*Extrait du texte:*
- - - - -

Le 7-Octobre a tourné la page du pacifisme israélien. Ceux qui défendaient par conviction la cause palestinienne défendent aujourd’hui par devoir les frontières d’Israël. La peur, la défiance et l’accoutumance à la guerre dictent le quotidien des kibboutz situés en première ligne, au nord comme au sud. Reportage.
Pour cause de frappe iranienne, l’arrivée en Israël fut plus tourmentée que six mois auparavant. Escale à Chypre, pluie de feu au-dessus de Jérusalem, atterrissage en Jordanie au cœur de la nuit, fin du périple par la route. Et l’application signalant les intrusions de missiles, de roquettes ou de drones qui égrène, tout au long du trajet, son maudit chapelet…
À Tel-Aviv, la colère gronde dans la rue. Sur une place de la ville, la foule s’est massée pour réclamer la paix et la libération des otages. « La haine engendre la haine », crie une manifestante. On se rapproche.

- - - - -

Données de localisation : un point par instance
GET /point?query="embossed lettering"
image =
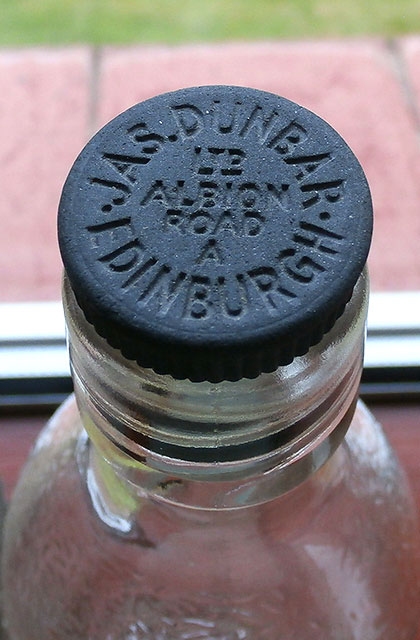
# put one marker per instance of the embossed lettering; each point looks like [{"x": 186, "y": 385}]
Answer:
[
  {"x": 163, "y": 288},
  {"x": 300, "y": 268},
  {"x": 267, "y": 283},
  {"x": 307, "y": 165},
  {"x": 280, "y": 195},
  {"x": 126, "y": 165},
  {"x": 150, "y": 142},
  {"x": 189, "y": 120},
  {"x": 198, "y": 297},
  {"x": 258, "y": 123},
  {"x": 331, "y": 191},
  {"x": 156, "y": 192},
  {"x": 288, "y": 138},
  {"x": 233, "y": 295},
  {"x": 210, "y": 253},
  {"x": 123, "y": 258},
  {"x": 313, "y": 235},
  {"x": 227, "y": 124}
]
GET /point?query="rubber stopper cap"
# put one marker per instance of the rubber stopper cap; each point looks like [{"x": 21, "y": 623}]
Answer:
[{"x": 215, "y": 233}]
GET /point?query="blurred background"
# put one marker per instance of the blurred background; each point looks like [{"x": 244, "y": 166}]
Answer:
[{"x": 68, "y": 67}]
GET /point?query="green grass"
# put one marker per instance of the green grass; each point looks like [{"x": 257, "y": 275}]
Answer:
[{"x": 25, "y": 22}]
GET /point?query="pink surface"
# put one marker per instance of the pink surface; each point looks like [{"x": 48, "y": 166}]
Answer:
[
  {"x": 411, "y": 55},
  {"x": 364, "y": 88}
]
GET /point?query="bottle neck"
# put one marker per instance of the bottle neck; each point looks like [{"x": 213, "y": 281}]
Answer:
[{"x": 278, "y": 428}]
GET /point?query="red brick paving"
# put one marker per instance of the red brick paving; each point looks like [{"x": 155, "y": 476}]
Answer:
[
  {"x": 364, "y": 88},
  {"x": 44, "y": 109}
]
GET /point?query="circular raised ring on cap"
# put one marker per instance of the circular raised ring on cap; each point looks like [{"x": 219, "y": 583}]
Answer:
[{"x": 214, "y": 232}]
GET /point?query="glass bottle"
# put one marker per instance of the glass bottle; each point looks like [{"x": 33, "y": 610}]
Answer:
[{"x": 161, "y": 505}]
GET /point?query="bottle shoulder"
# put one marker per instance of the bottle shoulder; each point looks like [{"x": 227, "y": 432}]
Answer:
[{"x": 347, "y": 533}]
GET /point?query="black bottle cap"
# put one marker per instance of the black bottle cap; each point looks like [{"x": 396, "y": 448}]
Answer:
[{"x": 215, "y": 233}]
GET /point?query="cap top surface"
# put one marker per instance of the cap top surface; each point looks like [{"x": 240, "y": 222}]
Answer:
[{"x": 214, "y": 217}]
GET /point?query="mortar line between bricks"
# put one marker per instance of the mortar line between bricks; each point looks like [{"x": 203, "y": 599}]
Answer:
[
  {"x": 403, "y": 77},
  {"x": 95, "y": 72}
]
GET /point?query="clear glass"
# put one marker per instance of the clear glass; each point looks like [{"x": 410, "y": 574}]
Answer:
[{"x": 295, "y": 523}]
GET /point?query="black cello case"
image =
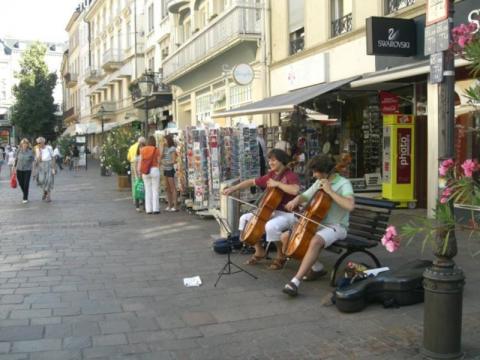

- - - - -

*Consigne:*
Répondez à ces questions sur le reportage :
1. D'après le reportage, qu'est-ce qui dicte le quotidien des kibboutz en première ligne ?
2. Dans quel pays l'atterrissage a-t-il eu lieu pendant le voyage vers Israël ?
3. Que réclame la foule rassemblée sur une place de Tel-Aviv ?

*Réponse rédigée:*
1. La peur, la défiance et l'accoutumance à la guerre.
2. En Jordanie.
3. La paix et la libération des otages.